— Begin Supplied material —
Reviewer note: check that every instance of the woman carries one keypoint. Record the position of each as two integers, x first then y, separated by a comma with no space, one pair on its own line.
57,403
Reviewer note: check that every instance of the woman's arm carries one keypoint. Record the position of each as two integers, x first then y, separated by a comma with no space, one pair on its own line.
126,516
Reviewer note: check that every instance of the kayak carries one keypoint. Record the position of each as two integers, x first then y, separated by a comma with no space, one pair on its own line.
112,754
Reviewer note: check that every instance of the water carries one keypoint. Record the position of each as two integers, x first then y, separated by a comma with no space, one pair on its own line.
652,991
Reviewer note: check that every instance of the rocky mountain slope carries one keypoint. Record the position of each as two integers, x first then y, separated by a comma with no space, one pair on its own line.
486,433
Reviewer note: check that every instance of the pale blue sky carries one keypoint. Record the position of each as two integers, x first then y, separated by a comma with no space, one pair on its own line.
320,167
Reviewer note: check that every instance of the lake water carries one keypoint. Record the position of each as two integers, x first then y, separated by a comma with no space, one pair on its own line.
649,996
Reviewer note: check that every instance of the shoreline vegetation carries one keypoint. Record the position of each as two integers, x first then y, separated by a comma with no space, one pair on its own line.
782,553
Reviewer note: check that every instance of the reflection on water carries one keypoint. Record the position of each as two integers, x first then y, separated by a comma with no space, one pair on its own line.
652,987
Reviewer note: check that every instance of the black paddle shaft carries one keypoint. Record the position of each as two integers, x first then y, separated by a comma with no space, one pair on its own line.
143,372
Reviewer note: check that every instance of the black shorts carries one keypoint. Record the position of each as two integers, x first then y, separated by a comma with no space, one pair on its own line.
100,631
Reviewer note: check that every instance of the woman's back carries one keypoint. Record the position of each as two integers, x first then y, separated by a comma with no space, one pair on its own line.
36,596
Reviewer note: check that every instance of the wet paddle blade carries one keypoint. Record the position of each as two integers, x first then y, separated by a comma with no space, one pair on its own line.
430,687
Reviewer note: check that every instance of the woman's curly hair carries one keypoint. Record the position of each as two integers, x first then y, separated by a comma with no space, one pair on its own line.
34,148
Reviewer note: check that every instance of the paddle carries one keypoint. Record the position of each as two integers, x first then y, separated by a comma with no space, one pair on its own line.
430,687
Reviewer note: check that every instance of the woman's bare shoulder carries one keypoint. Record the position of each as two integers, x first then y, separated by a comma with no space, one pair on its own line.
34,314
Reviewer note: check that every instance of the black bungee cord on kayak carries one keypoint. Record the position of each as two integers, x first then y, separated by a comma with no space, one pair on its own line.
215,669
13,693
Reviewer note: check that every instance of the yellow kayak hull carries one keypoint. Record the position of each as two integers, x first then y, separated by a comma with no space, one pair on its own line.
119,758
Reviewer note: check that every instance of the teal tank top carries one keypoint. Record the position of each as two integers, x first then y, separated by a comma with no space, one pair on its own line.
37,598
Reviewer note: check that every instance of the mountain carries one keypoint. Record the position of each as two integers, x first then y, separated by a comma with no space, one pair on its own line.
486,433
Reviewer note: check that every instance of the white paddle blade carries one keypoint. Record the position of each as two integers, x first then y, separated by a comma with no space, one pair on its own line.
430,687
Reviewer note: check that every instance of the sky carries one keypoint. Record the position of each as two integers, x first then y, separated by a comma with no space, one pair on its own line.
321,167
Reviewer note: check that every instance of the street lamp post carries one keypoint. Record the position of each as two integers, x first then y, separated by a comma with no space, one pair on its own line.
— End Supplied material —
## Do this
Can you format every line of the items above as a Markdown table with the columns Row and Item line, giving each line a row number and skipping blank lines?

## Task output
| Row | Item line |
|---|---|
| 1 | Reviewer note: check that every instance of the woman carries one keypoint. Record the position of each as two integers, x first then y, separated by a comma with no space, one pair on its own line. |
| 2 | 57,403 |
| 3 | Reviewer note: check that every instance of the woman's arm carries one keypoint. Record the position of each as two integers, x first then y, separated by a comma with no space, one pair on its own line. |
| 4 | 126,516 |
| 5 | Reviewer note: check that every instance of the kayak carries one keypoint. Record the position of each as two integers, x first then y, separated by a comma with no space, one pair on its own line. |
| 6 | 112,754 |
| 7 | Reviewer note: check that every instance of the water carries one keypoint. Record the position of each as two integers, x first then y, separated by a comma with no space, one pair on its own line. |
| 8 | 652,991 |
| 9 | Reviewer note: check that every instance of the rocky mountain slope carries one keypoint. Record the position of each as two integers, x first then y, separated by a comma with no space, one pair on its own line. |
| 10 | 486,433 |
| 11 | Reviewer note: check that every instance of the pale blue sky carries one keypoint. Record the position of each as two integers, x first then y, separated by a comma with no space, one pair on its own line. |
| 12 | 320,167 |
| 13 | Reviewer note: check that every instance of the lake water carries one keypoint. Record the position of each as two integers, x first then y, separated by a comma with no space, one pair on its own line. |
| 14 | 649,996 |
| 15 | Reviewer note: check that every instance of the shoreline vegetation carries one keypoint. Record the position of each as two integers, x first then y, separated by a comma with no space, one pair on its own line. |
| 16 | 782,553 |
| 17 | Reviewer note: check that every instance of the reflection on water carries one keypoint. Record the position of each as two integers, x first then y, separated by a comma with no space, one pair on its own line. |
| 18 | 652,987 |
| 19 | Reviewer note: check that every instance of the black paddle shaft carries one keypoint. Record the position of each as two integers, x first then y, separated by a comma with no space, one pair on its own line. |
| 20 | 143,372 |
| 21 | Reviewer note: check that every instance of the black shorts carries one keypoint. Record the position of each as two integers, x first then y, separated by a comma with no space, one pair on its own line. |
| 22 | 100,631 |
| 23 | Reviewer note: check that every instance of the woman's back carries one keypoint. Record the position of each as two integers, x first then y, separated by a comma with no space, one pair on its own line. |
| 24 | 36,596 |
| 25 | Reviewer note: check that every instance of the wet paddle blade carries one keypoint. Record the position of each as two integers, x first then y, separated by a comma with no space, one pair on its own line. |
| 26 | 430,687 |
| 27 | Reviewer note: check that every instance of the woman's curly hair carries one keypoint. Record the position of each as two integers, x first then y, separated by a comma with no space, one pair on its own line. |
| 28 | 34,148 |
| 29 | Reviewer note: check that every instance of the paddle carries one keypoint. Record the position of each as two integers, x first then y, separated by a comma with no space, one pair on its own line. |
| 30 | 430,687 |
| 31 | Reviewer note: check that every instance of the woman's bare shoulder carries one keypoint. Record the position of each as two integers, x first then y, separated by a comma with no space, one pair on its own line. |
| 32 | 34,314 |
| 33 | Reviewer note: check that every instance of the black bungee cord on kayak carries one keypoint. Record the position of each as two integers, x first then y, separated by a comma with no space, one pair on its own line. |
| 34 | 215,669 |
| 35 | 13,693 |
| 36 | Reviewer note: check that every instance of the yellow kayak hull carries one keypoint. Record the position of each as two integers, x first then y, separated by a comma with no space, one pair on its own line. |
| 37 | 119,758 |
| 38 | Reviewer note: check that every instance of the teal tank top carries one keypoint. Record the position of each as two integers, x first then y, separated by a comma with no space, one pair on its own line. |
| 39 | 37,598 |
| 40 | Reviewer note: check that every instance of the mountain carries one keypoint. Record the position of each as two integers, x first then y, separated by a comma with no space, one pair on its own line. |
| 41 | 486,433 |
| 42 | Reviewer note: check that every instance of the white paddle blade carries one keypoint. Record the position of each as two integers, x first then y, separated by a comma with no space, one pair on its own line. |
| 43 | 430,687 |
| 44 | Reviewer note: check that every instance of the sky carries one keypoint. Record the position of each as two integers, x first then y, separated by a comma with no space, one pair on its own line. |
| 45 | 321,167 |
| 46 | Reviewer note: check that every instance of the street lamp post carries one keypoint. Record the position of each as two integers, x first then y, separated by a comma with no space, one pair on its own line. |